Given text:
- - -

Count the Cost
Why Charlie Kirk’s Death Reminds Us Faith Will Cost Everything
I’ve tried to articulate my thoughts since the moment I saw the graphic footage of what happen so if this feels like a rambling mess, hopefully we can continue to process this together . . .
Since becoming a father, I’ve had an even realer sense of the fleeting nature of this life. Most times I leave my house and hug my wife and kids, there’s a part of me that thinks:
“what if this is it?”
I’ll even go as far as to tell my son when I’m walking out the door, something like, “Alright, I’m leaving and you know what that means: you’re the man of the house while I’m gone. Take care of your mom and sister.”
The problem with that thought is that it carries the weight to paralyze us from walking out our purpose if we let it.
When Jesus says in the Bible, “pick up your cross and follow Me,” at face value in our day-to-day it doesn’t seem like a big deal. But then you hear of or with our current state of connectedness, see in 4K, something like the deliberate attack and assassination of a public figure who stood boldly in his faith.

- - -

Given records:
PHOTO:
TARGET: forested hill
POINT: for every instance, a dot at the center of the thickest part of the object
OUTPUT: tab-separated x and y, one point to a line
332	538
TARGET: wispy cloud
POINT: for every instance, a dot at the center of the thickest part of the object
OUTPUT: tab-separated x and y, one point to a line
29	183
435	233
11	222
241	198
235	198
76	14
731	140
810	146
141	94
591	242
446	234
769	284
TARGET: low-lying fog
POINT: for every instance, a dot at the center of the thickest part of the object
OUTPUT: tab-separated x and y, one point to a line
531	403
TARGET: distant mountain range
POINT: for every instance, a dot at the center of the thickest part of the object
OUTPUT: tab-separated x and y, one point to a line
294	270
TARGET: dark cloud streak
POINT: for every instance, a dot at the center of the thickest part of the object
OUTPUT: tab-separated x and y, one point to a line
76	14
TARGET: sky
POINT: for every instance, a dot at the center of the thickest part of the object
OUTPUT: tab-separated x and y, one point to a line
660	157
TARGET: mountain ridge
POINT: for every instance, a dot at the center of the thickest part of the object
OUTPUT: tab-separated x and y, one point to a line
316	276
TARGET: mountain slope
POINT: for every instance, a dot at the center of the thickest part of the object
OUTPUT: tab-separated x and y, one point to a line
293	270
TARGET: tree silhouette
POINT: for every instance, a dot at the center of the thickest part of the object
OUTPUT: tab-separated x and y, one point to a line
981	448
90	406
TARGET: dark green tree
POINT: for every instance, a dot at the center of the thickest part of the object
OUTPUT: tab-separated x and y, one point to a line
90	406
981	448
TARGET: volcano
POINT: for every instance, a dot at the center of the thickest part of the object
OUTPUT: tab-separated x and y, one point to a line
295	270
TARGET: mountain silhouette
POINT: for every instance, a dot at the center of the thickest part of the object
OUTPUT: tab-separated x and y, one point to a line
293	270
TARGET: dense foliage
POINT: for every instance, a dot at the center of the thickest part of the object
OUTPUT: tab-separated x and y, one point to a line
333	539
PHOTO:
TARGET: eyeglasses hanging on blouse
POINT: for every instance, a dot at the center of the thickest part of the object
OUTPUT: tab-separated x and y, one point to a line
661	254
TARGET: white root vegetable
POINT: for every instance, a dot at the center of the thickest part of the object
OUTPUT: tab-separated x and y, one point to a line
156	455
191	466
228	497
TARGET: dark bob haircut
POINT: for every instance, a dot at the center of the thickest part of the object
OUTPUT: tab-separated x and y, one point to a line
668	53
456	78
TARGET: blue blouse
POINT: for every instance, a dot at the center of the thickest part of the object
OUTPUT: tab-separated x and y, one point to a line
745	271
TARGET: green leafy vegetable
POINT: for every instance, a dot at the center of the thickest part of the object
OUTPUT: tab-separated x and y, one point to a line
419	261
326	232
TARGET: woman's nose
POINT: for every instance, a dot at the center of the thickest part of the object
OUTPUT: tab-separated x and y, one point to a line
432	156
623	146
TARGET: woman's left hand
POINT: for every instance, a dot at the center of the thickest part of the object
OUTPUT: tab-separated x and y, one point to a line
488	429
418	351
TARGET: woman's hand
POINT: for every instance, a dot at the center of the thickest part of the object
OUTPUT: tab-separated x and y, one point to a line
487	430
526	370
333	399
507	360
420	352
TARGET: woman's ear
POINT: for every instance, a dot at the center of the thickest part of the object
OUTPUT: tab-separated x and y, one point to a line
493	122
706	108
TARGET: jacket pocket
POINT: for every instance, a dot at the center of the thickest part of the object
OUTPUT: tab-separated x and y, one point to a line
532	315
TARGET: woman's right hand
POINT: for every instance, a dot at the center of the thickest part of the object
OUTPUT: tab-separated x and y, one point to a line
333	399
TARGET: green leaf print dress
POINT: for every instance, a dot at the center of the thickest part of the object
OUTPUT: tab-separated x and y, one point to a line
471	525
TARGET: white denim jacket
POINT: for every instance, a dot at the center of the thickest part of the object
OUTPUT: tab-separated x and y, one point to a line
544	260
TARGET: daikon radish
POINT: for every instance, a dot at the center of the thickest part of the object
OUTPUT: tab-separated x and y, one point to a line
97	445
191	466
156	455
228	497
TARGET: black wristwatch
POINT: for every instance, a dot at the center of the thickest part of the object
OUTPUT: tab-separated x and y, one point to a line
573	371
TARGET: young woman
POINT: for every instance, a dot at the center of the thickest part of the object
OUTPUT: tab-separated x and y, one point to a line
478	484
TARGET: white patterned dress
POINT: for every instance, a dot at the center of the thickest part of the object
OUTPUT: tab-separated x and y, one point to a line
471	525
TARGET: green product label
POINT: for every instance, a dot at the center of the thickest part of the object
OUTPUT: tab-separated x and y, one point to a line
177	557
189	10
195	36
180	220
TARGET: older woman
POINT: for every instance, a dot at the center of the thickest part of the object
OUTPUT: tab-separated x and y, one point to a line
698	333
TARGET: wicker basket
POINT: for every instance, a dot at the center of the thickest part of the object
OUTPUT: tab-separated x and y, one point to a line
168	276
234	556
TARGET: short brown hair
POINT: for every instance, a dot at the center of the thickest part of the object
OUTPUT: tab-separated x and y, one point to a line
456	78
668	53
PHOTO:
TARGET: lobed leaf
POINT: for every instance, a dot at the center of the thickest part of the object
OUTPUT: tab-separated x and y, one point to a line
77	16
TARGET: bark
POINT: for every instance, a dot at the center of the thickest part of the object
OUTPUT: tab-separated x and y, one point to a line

- - -

In the essay about counting the cost, what does the writer tell his son when leaving the house?

That his son is the man of the house while he's gone and should take care of his mom and sister.